* WRITTEN EXERCISE *
Starting at the line below that contains "Labeling fields. Category: dense", print each line through the end of the records exactly as it appears.
╭─ DATA ENTRIES
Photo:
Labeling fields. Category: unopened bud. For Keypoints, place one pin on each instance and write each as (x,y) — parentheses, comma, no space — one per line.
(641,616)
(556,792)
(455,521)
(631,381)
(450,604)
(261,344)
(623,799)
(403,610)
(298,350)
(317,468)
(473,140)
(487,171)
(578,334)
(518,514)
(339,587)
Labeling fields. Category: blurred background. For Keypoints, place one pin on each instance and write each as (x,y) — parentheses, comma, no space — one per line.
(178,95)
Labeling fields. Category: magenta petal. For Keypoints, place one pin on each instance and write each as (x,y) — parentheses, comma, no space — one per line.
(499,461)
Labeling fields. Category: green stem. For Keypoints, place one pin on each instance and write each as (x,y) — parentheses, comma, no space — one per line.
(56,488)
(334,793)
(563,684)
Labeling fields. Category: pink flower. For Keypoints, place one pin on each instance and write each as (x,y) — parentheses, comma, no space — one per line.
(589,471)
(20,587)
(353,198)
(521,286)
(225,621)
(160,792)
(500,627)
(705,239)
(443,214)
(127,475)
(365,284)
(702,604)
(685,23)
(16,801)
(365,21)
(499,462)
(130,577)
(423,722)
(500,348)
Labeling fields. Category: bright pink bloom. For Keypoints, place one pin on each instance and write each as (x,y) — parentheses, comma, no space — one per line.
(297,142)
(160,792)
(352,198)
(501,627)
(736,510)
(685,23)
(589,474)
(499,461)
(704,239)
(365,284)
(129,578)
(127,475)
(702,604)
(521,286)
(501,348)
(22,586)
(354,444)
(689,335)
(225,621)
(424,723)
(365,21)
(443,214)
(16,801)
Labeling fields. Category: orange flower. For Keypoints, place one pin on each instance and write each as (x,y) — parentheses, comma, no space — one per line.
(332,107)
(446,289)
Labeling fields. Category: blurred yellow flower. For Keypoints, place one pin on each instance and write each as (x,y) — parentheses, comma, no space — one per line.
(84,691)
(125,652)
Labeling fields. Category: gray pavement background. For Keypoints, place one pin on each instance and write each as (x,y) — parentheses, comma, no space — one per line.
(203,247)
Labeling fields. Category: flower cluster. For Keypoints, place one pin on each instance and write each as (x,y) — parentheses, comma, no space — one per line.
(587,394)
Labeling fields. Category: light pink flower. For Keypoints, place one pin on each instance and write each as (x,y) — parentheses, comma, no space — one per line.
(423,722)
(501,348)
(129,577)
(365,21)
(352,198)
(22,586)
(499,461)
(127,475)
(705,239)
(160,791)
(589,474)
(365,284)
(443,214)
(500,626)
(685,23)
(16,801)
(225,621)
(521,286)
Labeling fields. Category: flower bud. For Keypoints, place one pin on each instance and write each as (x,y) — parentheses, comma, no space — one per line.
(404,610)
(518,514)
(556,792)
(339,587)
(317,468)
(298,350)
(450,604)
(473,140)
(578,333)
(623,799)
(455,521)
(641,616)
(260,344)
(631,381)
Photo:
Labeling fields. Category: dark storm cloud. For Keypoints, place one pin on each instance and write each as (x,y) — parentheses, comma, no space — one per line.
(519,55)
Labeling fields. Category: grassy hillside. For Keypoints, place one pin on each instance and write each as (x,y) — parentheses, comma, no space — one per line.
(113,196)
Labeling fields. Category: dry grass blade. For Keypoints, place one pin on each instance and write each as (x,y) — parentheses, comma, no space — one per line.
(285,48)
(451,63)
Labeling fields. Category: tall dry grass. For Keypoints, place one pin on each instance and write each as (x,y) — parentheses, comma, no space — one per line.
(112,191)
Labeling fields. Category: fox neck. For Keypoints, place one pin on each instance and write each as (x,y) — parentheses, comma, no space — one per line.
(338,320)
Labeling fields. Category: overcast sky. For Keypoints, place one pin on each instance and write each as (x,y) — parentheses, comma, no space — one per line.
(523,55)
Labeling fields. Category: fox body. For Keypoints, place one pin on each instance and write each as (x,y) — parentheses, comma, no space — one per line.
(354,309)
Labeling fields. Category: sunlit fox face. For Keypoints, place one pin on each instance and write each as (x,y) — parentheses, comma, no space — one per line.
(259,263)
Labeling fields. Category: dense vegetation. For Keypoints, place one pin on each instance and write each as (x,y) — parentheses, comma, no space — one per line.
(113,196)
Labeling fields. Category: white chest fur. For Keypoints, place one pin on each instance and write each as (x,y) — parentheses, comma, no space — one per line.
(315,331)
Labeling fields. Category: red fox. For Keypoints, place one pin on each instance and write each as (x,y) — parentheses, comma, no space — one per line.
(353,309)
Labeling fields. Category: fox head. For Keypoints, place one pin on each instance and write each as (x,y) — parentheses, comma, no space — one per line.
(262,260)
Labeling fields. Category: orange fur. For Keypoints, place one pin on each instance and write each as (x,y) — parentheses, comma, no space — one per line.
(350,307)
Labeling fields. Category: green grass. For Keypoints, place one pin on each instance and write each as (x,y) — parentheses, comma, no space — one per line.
╰─
* RESPONSE TO THE TASK *
Labeling fields. Category: dense vegetation. For Keypoints, place one pin on each instance and write each as (x,y) — parentheses, comma, no space — one per line.
(113,196)
Labeling fields. Category: white chest fur. For Keypoints, place one pin on each instance and write each as (x,y) — parentheses, comma, no space — one per line.
(315,331)
Labeling fields. Category: red fox. For Keypoints, place one pin on each instance and write each as (x,y) — parentheses, comma, no space — one per line.
(353,309)
Labeling fields. Category: fox head. For Keypoints, place one pin on each instance and write each as (x,y) — parentheses, comma, no space — one per line.
(262,260)
Labeling fields. Category: orange fur. For Keypoints, place one pin on each instance and write each as (x,y) — parentheses, comma, no space — one per line.
(350,307)
Labeling fields. Category: green grass. For Keypoints, place one pin on each instance and write each as (x,y) — parentheses, comma, no space — one per line.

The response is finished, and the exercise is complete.